Written instruction =
The line containing "Q: report a point for each instance of the red" marks the start; extract exactly from it through the last line of the entries, and omit any pictures.

*****

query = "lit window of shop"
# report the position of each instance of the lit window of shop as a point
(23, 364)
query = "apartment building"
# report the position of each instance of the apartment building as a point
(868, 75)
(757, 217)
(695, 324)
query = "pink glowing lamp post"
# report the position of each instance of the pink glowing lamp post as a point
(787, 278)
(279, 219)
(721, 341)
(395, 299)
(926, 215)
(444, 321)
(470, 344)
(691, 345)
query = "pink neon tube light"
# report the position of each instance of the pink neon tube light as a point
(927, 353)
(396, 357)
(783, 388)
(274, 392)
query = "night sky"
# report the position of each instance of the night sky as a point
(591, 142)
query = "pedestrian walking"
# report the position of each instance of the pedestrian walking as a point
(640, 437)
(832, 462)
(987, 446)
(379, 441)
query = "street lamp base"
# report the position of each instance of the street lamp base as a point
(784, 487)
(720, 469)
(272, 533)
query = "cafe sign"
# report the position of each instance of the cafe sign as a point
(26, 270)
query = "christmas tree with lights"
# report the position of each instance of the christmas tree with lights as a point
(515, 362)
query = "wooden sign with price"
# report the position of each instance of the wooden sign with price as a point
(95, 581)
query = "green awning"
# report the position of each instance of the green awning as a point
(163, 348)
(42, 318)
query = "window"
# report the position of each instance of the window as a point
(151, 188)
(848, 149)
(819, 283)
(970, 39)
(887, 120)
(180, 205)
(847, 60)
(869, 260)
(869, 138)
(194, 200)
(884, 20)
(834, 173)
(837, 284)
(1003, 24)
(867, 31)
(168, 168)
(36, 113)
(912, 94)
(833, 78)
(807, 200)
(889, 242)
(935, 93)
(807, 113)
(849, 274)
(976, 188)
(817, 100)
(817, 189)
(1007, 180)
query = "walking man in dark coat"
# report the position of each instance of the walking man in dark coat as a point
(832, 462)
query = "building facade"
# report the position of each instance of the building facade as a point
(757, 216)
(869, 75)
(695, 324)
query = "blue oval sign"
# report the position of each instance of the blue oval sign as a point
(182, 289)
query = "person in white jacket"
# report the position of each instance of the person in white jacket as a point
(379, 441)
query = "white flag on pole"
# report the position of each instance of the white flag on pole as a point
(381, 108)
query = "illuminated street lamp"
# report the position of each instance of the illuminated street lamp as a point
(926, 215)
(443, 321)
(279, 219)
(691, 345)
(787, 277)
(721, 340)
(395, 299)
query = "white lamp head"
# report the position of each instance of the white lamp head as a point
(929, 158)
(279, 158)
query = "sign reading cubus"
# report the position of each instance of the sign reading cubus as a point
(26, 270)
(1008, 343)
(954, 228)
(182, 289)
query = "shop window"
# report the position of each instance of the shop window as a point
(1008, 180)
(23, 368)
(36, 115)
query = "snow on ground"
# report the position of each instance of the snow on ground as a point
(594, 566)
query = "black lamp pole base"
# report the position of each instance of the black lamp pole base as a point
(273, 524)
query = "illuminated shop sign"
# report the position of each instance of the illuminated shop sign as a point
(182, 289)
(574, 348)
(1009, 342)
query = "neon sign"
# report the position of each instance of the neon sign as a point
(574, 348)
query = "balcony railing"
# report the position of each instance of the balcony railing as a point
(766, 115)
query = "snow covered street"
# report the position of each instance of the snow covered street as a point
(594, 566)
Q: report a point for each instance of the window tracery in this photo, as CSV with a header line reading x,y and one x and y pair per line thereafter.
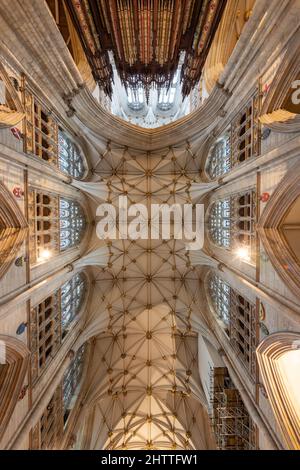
x,y
239,318
72,223
219,159
50,321
72,298
56,224
71,381
41,129
70,160
232,223
238,144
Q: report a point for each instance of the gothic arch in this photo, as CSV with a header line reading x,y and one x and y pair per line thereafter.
x,y
279,361
278,112
13,229
279,229
12,375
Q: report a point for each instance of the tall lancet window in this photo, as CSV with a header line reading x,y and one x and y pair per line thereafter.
x,y
219,159
56,224
72,224
219,293
72,298
232,224
220,223
70,160
239,319
71,381
51,319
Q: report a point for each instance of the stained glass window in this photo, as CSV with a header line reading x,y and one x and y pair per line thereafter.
x,y
239,317
220,223
72,297
220,295
219,160
72,224
70,160
72,380
232,223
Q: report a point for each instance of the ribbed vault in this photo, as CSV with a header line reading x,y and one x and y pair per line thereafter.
x,y
144,390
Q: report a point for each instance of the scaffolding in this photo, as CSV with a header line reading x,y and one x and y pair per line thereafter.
x,y
231,423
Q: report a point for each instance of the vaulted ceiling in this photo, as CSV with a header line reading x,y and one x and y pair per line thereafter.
x,y
146,37
144,389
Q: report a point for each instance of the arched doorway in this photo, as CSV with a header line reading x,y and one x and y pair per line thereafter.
x,y
279,361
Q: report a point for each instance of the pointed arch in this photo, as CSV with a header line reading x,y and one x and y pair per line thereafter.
x,y
12,374
279,229
13,229
279,362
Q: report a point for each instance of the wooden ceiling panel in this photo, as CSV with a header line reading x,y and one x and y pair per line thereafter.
x,y
146,38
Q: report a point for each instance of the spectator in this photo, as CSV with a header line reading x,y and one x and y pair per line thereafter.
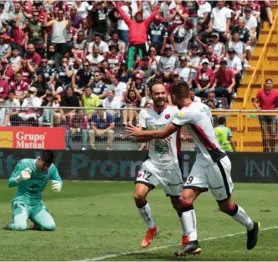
x,y
102,125
224,136
36,34
50,100
157,32
112,104
20,87
78,124
138,33
69,100
193,96
234,63
220,20
267,99
212,102
84,76
89,100
204,79
181,37
31,112
59,32
168,62
14,111
99,88
132,100
224,82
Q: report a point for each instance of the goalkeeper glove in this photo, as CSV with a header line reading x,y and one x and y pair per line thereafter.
x,y
24,175
56,186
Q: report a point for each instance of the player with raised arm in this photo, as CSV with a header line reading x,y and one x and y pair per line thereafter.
x,y
212,168
162,165
30,178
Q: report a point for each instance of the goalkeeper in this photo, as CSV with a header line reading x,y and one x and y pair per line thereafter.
x,y
30,177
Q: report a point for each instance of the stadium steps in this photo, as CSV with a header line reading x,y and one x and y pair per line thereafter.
x,y
251,135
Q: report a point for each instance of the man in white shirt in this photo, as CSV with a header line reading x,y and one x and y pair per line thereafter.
x,y
220,20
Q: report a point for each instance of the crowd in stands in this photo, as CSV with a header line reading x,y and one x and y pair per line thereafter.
x,y
104,54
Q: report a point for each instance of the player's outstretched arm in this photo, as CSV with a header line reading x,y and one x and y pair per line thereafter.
x,y
152,134
20,173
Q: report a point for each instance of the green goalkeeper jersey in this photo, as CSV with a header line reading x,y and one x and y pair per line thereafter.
x,y
30,191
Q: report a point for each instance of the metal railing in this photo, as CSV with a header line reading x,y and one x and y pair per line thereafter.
x,y
261,60
251,130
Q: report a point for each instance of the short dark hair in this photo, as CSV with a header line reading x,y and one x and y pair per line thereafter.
x,y
180,87
222,120
47,156
153,83
269,79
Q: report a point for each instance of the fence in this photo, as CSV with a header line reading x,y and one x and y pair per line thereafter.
x,y
92,128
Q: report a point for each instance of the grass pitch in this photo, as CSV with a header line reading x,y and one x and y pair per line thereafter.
x,y
97,219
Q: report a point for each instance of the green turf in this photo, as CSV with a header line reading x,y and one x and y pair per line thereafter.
x,y
99,218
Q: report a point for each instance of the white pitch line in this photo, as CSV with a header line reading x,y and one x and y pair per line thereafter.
x,y
166,246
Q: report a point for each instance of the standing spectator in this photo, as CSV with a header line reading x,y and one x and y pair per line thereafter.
x,y
138,33
212,102
78,124
20,87
157,32
224,82
181,37
14,103
59,32
102,125
32,56
184,70
220,20
36,34
168,62
224,135
112,104
204,79
267,99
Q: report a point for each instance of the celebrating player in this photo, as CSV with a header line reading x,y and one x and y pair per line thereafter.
x,y
30,177
162,165
212,168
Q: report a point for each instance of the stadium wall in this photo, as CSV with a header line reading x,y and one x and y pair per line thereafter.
x,y
124,165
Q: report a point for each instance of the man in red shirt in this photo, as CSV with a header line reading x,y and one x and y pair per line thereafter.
x,y
267,99
224,82
138,33
19,86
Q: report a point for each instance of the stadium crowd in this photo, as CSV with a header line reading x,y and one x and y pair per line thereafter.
x,y
103,54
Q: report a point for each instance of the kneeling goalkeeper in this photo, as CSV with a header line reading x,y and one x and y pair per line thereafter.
x,y
30,177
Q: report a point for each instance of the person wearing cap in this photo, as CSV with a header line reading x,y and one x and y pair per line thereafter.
x,y
168,62
251,23
36,34
138,33
220,20
224,82
181,37
204,79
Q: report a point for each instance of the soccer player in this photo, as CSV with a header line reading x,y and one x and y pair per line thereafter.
x,y
30,177
162,165
212,168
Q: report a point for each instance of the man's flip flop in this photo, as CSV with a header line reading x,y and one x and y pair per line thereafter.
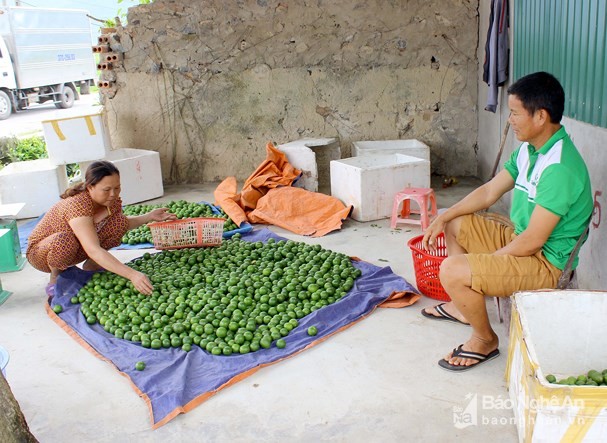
x,y
443,315
459,352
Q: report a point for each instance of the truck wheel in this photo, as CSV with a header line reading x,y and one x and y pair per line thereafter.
x,y
65,100
6,108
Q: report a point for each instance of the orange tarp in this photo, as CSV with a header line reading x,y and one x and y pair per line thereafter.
x,y
267,197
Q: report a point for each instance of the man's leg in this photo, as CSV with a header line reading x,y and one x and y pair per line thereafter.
x,y
456,278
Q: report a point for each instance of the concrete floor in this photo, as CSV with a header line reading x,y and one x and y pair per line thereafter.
x,y
376,381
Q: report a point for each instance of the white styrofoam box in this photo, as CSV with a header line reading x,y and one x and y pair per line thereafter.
x,y
312,156
77,139
140,174
37,183
369,183
560,333
411,147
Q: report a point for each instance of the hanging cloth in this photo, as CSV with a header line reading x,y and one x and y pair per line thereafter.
x,y
497,52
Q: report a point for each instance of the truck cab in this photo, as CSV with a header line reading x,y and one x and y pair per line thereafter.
x,y
45,55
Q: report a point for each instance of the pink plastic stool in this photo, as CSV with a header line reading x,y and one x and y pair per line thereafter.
x,y
424,197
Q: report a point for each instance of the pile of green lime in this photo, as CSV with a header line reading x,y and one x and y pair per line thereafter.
x,y
235,298
181,208
592,378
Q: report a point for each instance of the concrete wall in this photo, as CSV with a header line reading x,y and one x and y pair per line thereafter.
x,y
207,83
589,139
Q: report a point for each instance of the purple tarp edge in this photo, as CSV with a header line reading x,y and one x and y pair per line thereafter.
x,y
173,377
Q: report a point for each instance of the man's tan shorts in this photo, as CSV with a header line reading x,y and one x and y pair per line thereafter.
x,y
501,275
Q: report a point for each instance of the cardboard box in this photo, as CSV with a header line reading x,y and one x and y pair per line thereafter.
x,y
560,333
411,147
140,174
37,183
369,183
77,139
312,156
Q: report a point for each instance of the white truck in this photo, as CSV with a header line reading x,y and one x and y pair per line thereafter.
x,y
45,55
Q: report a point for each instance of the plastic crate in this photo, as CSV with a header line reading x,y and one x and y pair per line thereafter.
x,y
187,233
426,265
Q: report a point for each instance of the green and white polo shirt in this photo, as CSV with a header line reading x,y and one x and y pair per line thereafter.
x,y
556,178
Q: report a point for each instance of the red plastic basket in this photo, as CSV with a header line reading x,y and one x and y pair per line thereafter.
x,y
187,233
426,265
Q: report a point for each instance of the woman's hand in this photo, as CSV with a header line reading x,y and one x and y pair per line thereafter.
x,y
161,214
142,283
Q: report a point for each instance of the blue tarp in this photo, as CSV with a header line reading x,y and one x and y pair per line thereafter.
x,y
175,381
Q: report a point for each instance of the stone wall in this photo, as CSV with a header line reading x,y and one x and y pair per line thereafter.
x,y
207,83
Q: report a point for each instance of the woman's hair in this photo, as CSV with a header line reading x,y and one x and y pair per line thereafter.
x,y
96,172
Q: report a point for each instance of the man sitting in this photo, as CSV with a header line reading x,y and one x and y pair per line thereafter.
x,y
551,207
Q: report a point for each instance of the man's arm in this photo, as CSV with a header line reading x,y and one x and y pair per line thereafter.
x,y
481,198
531,240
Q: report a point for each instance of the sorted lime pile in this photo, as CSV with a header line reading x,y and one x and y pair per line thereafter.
x,y
236,298
592,378
181,208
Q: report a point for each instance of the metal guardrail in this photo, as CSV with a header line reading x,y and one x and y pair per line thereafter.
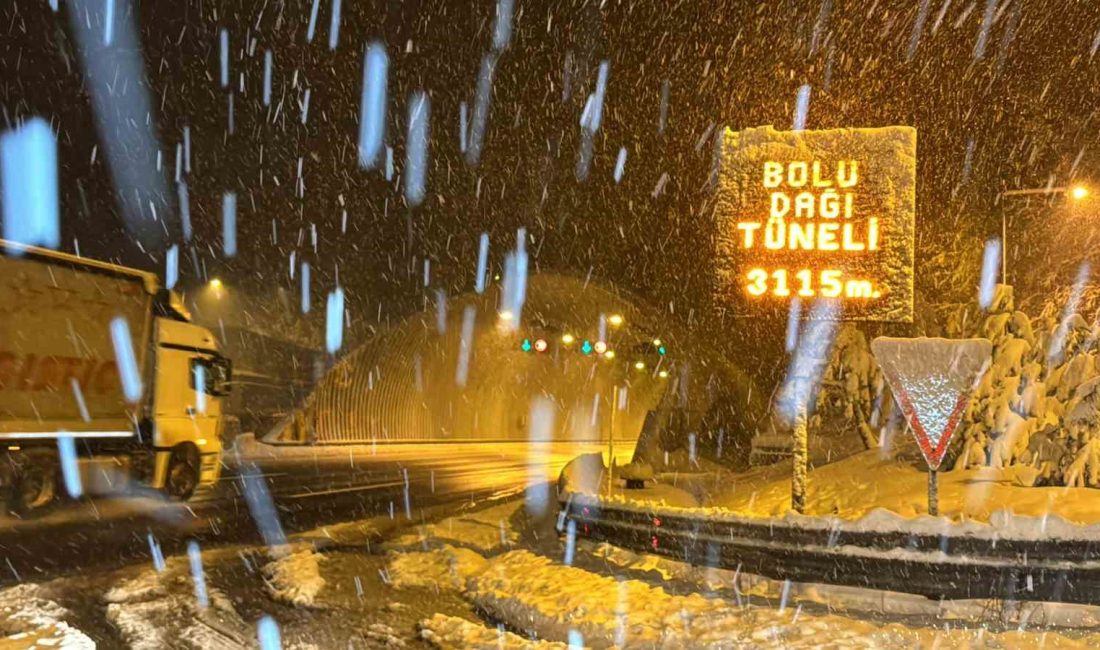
x,y
937,566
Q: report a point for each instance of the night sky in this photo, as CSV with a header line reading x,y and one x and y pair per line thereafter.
x,y
1014,108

*****

Final result =
Q: report a point for each instance of the red plastic basket in this photo, as CSV with a header line reading x,y and one x and y pair per line thereafter.
x,y
187,233
426,265
Q: report a point for each instance of the woman's hand in this photo, as CSV with a header line reading x,y and one x and y pair per line thereafter.
x,y
161,214
142,283
Q: report a point for each instance of the blue tarp in this photo, as CSV with a header line reading x,y and one x and y pair per line thereafter.
x,y
175,381
Q: report a point for each instance of the stone wall in this photo, as CSV with a header line reading x,y and one x and y pair per line thereafter.
x,y
207,83
Q: report a point for each instance of the woman's hair in this photo, as CSV with a header line reading x,y and one x and y pair per line thereafter.
x,y
96,172
Q: report a point for each instance of the man sitting in this photo, as CSV with a header line reading x,y and one x and y pair per line thereafter.
x,y
551,207
Q: report a point for each instance of the man's arm in this photo, as CSV with a header line reading x,y and one x and y pair per line thereafter.
x,y
481,198
531,240
Q: report a point for each instance of the sorted lime pile in this photo, as CSV with a header line reading x,y and one x and y pair per line thereafter.
x,y
236,298
592,378
181,208
Q: report a point for each instance of the metal guardrail in this photo, as CSV with a header line reading x,y and one x and y pair per line thereafter.
x,y
937,566
Q: report a point for each instance of the night sky in this photo, as CSV with a header line reading x,y and one x and y pair per line thereafter.
x,y
1014,108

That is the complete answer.